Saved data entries
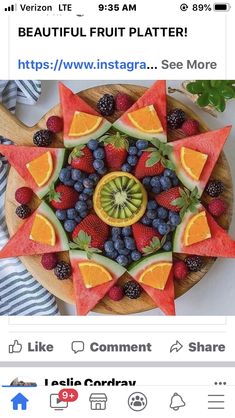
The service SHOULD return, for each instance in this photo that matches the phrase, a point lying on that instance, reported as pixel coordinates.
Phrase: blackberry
(23, 211)
(106, 105)
(194, 263)
(175, 118)
(214, 188)
(132, 290)
(63, 270)
(43, 138)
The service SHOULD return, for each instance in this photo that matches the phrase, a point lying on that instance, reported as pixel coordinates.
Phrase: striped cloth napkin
(20, 293)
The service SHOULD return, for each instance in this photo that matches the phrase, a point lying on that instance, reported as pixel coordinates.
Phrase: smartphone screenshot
(117, 237)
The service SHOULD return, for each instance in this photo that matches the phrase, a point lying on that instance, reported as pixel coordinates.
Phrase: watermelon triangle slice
(87, 299)
(20, 244)
(210, 143)
(156, 96)
(71, 103)
(164, 299)
(19, 156)
(219, 245)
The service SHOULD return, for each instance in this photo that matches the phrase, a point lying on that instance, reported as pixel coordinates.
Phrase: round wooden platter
(64, 289)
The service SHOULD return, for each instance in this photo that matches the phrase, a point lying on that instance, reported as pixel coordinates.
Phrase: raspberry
(175, 118)
(43, 138)
(194, 263)
(190, 127)
(63, 270)
(23, 211)
(106, 105)
(123, 102)
(217, 207)
(180, 270)
(49, 261)
(214, 188)
(23, 195)
(55, 124)
(116, 293)
(132, 290)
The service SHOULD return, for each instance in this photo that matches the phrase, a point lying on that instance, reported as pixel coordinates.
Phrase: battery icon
(222, 7)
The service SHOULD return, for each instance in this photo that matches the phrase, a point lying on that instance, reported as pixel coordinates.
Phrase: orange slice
(146, 120)
(193, 162)
(197, 229)
(156, 275)
(94, 274)
(43, 231)
(84, 123)
(41, 168)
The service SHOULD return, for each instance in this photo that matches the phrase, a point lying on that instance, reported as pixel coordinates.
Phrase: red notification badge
(68, 395)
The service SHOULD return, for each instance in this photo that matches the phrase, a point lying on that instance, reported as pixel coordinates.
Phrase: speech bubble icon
(78, 346)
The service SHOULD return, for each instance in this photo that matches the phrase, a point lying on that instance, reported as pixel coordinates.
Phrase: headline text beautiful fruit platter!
(120, 199)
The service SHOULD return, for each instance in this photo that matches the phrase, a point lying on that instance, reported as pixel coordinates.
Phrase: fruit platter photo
(117, 198)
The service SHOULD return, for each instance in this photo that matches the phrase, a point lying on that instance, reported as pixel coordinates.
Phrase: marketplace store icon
(98, 401)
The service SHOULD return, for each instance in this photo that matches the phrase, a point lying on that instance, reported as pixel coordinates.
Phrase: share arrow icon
(176, 347)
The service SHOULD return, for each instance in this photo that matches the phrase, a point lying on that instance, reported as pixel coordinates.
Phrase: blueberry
(168, 173)
(132, 160)
(156, 223)
(130, 243)
(167, 246)
(94, 177)
(88, 183)
(76, 174)
(135, 255)
(152, 204)
(132, 151)
(99, 154)
(163, 228)
(126, 168)
(98, 164)
(151, 213)
(92, 144)
(165, 183)
(174, 219)
(69, 225)
(83, 197)
(162, 213)
(127, 231)
(65, 175)
(123, 260)
(109, 247)
(142, 144)
(61, 214)
(80, 206)
(119, 244)
(146, 181)
(146, 221)
(125, 251)
(71, 213)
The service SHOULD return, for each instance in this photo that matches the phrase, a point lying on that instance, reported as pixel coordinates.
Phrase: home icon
(98, 401)
(19, 402)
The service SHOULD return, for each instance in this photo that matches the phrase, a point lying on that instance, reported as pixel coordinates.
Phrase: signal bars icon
(11, 8)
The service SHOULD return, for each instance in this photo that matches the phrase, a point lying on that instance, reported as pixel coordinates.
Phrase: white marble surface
(215, 294)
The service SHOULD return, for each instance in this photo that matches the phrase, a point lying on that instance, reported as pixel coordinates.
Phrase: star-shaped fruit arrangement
(119, 198)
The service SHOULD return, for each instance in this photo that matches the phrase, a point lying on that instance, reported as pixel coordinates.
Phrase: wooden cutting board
(11, 128)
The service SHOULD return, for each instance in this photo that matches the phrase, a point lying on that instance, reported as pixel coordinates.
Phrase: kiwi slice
(121, 197)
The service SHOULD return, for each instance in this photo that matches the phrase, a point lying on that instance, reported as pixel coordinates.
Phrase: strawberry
(166, 199)
(81, 158)
(90, 234)
(63, 197)
(178, 200)
(116, 150)
(146, 238)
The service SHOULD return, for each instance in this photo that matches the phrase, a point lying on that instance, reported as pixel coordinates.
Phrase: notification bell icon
(177, 402)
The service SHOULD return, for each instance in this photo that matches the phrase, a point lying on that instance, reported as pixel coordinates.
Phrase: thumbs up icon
(16, 347)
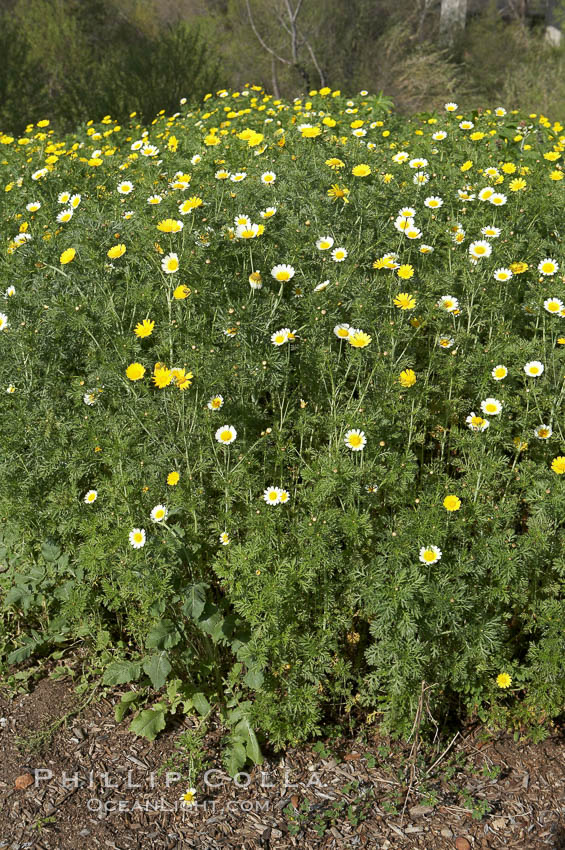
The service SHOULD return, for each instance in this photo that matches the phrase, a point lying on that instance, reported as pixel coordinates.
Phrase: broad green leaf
(200, 703)
(236, 758)
(148, 724)
(251, 743)
(163, 636)
(254, 679)
(195, 600)
(20, 654)
(121, 672)
(157, 668)
(50, 550)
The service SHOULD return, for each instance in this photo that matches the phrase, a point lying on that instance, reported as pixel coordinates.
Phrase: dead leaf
(23, 781)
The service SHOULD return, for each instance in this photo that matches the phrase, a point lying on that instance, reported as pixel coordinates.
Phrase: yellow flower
(336, 192)
(405, 271)
(67, 256)
(191, 204)
(135, 371)
(310, 132)
(503, 680)
(518, 268)
(335, 163)
(517, 185)
(359, 339)
(169, 225)
(117, 251)
(451, 503)
(404, 301)
(162, 376)
(407, 378)
(144, 328)
(182, 378)
(181, 292)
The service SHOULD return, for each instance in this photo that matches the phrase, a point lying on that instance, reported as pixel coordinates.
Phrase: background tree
(453, 14)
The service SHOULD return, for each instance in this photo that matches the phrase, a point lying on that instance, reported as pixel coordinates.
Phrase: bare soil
(92, 784)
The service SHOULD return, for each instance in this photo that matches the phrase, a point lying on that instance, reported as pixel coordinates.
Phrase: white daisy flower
(355, 439)
(543, 432)
(226, 434)
(282, 272)
(534, 368)
(477, 423)
(548, 266)
(479, 249)
(448, 303)
(342, 331)
(215, 402)
(499, 372)
(137, 537)
(272, 495)
(491, 406)
(554, 306)
(170, 263)
(159, 513)
(430, 554)
(502, 274)
(486, 193)
(280, 337)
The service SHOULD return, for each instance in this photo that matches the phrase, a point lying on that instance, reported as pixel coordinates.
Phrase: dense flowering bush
(282, 406)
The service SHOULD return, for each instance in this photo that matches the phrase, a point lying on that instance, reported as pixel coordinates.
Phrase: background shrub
(322, 605)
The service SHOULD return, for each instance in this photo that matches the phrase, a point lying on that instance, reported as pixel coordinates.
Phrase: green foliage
(87, 59)
(283, 616)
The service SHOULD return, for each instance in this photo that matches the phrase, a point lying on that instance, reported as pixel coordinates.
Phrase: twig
(441, 757)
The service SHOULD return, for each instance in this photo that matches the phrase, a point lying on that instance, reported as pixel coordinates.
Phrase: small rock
(419, 811)
(23, 781)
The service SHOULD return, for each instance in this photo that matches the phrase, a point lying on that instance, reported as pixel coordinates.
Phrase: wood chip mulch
(97, 786)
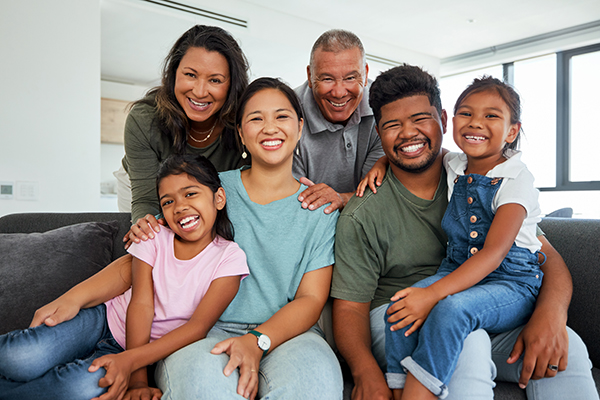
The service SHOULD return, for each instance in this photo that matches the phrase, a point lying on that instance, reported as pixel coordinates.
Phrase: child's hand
(373, 177)
(143, 229)
(245, 354)
(412, 306)
(52, 314)
(141, 391)
(118, 370)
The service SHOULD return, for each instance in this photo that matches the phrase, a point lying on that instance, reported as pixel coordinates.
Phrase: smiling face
(269, 128)
(190, 208)
(201, 84)
(337, 80)
(482, 127)
(411, 132)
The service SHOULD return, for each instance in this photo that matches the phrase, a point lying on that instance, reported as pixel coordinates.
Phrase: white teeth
(188, 221)
(338, 104)
(414, 147)
(198, 104)
(272, 142)
(479, 138)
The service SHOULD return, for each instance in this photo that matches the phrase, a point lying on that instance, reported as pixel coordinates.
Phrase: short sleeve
(322, 243)
(233, 263)
(356, 270)
(520, 190)
(147, 251)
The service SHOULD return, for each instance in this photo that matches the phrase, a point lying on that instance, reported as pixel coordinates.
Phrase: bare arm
(220, 293)
(294, 318)
(544, 340)
(352, 334)
(103, 286)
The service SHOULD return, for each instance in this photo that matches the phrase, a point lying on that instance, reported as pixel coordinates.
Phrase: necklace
(210, 131)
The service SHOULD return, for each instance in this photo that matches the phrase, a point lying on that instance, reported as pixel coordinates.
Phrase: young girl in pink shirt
(181, 283)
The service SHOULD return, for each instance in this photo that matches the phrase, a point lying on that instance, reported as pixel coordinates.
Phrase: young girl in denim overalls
(490, 277)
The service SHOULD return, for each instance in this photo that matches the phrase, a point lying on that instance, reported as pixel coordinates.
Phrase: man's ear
(444, 118)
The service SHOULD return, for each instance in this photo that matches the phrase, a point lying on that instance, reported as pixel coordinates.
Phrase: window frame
(563, 121)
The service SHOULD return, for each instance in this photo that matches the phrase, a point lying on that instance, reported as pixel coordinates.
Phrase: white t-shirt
(517, 187)
(179, 285)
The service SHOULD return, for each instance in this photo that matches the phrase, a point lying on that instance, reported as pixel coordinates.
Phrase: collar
(314, 119)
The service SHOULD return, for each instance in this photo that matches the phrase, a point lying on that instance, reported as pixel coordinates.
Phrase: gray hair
(337, 40)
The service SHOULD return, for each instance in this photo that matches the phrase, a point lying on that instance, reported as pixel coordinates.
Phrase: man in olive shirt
(389, 240)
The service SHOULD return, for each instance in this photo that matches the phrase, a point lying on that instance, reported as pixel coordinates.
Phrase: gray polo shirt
(334, 154)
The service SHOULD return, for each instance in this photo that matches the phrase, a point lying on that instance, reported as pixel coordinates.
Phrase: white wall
(50, 103)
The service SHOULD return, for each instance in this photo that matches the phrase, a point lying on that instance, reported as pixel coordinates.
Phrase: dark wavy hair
(173, 121)
(506, 92)
(202, 170)
(400, 82)
(268, 83)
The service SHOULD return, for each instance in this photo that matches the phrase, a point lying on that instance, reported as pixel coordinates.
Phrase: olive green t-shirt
(388, 241)
(146, 147)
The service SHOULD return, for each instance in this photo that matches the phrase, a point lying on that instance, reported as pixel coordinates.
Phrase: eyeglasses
(348, 81)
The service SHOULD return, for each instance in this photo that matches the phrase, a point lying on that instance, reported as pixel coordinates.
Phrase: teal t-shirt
(282, 242)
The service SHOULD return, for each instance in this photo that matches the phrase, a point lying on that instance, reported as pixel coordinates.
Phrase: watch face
(264, 342)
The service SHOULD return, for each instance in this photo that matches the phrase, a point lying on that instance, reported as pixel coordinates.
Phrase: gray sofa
(36, 268)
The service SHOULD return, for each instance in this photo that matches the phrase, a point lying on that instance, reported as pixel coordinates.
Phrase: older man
(339, 144)
(390, 240)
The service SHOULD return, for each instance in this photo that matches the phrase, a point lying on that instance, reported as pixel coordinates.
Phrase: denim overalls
(502, 301)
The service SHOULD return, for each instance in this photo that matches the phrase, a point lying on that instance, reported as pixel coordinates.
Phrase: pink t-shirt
(179, 285)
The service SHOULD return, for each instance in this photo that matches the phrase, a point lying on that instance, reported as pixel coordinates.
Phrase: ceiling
(136, 34)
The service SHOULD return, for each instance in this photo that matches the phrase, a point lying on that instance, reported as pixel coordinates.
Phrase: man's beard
(414, 168)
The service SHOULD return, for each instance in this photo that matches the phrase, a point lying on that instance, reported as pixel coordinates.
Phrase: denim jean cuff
(395, 380)
(433, 384)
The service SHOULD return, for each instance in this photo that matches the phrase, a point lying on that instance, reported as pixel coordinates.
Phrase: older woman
(192, 111)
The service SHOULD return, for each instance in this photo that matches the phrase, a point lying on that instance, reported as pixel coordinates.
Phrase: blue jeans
(51, 362)
(303, 367)
(475, 371)
(430, 354)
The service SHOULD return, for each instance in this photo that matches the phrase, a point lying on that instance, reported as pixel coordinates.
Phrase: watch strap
(258, 335)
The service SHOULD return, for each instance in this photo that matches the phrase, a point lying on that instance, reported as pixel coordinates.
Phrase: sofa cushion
(36, 268)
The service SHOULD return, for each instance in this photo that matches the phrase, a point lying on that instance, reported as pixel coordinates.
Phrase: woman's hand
(118, 370)
(411, 305)
(143, 229)
(52, 314)
(244, 354)
(373, 177)
(142, 391)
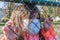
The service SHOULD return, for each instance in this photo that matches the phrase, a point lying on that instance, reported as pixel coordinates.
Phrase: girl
(48, 30)
(20, 25)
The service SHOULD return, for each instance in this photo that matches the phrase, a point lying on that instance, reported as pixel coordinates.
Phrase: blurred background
(6, 9)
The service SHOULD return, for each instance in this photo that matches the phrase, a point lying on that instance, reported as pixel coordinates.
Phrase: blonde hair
(23, 12)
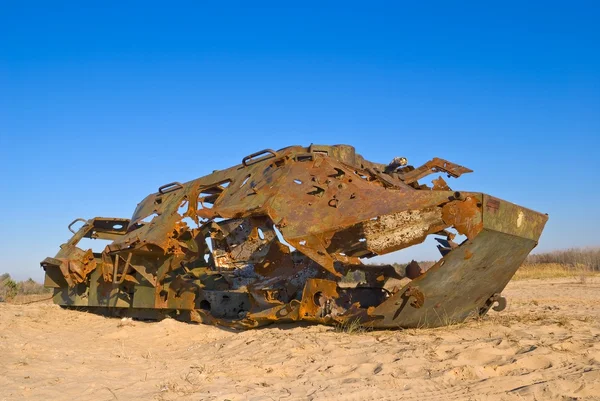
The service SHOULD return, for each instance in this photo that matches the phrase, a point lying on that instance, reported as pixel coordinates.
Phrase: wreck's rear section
(273, 238)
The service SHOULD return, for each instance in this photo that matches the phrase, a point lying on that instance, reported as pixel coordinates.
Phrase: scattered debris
(270, 239)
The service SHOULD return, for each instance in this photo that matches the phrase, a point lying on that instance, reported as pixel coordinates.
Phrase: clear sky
(102, 102)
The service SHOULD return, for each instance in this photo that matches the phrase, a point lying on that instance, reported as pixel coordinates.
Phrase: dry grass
(554, 270)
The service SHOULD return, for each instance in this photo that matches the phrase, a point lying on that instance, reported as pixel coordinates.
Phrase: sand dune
(544, 346)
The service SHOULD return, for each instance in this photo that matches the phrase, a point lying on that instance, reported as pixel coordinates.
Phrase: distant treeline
(577, 257)
(10, 288)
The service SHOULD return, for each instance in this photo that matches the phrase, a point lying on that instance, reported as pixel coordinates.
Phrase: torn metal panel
(269, 240)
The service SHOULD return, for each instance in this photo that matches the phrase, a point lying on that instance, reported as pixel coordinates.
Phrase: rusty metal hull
(272, 239)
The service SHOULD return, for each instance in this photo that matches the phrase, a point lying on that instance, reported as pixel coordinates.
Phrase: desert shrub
(10, 288)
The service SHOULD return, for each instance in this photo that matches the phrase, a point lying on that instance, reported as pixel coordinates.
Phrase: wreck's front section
(270, 240)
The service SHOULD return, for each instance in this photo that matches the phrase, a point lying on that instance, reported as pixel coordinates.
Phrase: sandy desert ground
(544, 346)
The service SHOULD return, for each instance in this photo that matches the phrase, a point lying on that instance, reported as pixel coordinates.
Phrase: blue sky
(102, 103)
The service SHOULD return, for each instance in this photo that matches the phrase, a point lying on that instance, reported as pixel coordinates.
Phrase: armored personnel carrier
(275, 238)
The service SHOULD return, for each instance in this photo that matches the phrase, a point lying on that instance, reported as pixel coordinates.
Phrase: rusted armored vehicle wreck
(270, 239)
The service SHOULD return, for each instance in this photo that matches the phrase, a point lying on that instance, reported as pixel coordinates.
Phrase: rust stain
(284, 236)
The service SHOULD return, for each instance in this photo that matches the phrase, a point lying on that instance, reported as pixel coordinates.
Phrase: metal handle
(253, 155)
(172, 186)
(75, 221)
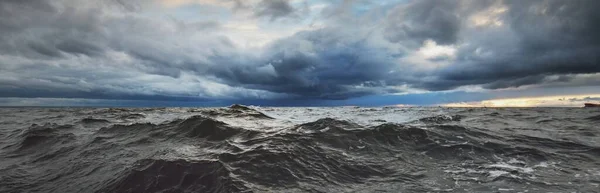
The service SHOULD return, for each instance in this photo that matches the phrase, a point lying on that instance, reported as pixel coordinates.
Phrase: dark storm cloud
(554, 38)
(105, 49)
(308, 64)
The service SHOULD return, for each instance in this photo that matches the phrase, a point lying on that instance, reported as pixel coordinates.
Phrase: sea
(299, 149)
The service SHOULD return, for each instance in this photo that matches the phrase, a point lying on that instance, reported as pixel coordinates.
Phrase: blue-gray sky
(295, 52)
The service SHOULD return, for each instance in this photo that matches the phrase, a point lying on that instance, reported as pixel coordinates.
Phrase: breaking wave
(198, 150)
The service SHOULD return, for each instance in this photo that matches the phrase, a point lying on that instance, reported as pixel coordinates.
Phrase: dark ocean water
(257, 149)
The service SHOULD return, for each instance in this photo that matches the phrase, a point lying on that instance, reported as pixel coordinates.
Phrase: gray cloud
(422, 20)
(109, 50)
(274, 9)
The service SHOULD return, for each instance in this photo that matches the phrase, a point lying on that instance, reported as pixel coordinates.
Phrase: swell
(150, 175)
(202, 154)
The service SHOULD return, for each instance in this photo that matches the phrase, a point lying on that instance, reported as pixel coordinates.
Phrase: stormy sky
(296, 52)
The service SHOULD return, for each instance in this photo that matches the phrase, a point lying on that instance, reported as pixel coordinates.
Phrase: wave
(176, 176)
(441, 119)
(40, 136)
(113, 150)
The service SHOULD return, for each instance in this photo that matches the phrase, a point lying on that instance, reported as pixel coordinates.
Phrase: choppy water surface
(256, 149)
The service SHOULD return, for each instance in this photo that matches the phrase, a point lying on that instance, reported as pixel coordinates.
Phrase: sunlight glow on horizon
(546, 101)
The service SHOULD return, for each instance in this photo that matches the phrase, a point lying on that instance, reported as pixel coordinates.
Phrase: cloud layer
(276, 49)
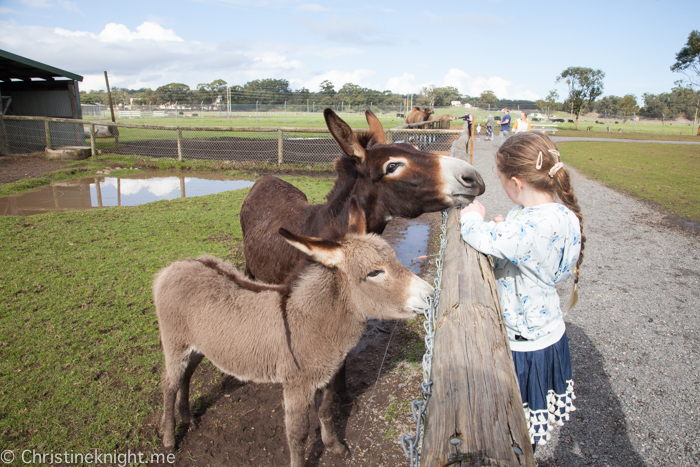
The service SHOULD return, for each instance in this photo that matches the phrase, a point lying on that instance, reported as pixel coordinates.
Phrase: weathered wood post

» **Problem details**
Each line from the one containing "Phrase: sunlight glow on horizon" through the last line of the entries above should be duplicated exactly, both included; leave out pictures and add nothing.

» **Task result**
Phrase: sunlight glow on horizon
(546, 101)
The service SHOULD return, for each instance in this photo that matches the phrase, a point lying on that instance, reported as pixel coordinates.
Phrase: cloud layer
(276, 49)
The service SHOULD return, for each instance in this photo that matches the phrase, a point lying on that instance, reported as pixel coordinates.
Phrase: weathered wood post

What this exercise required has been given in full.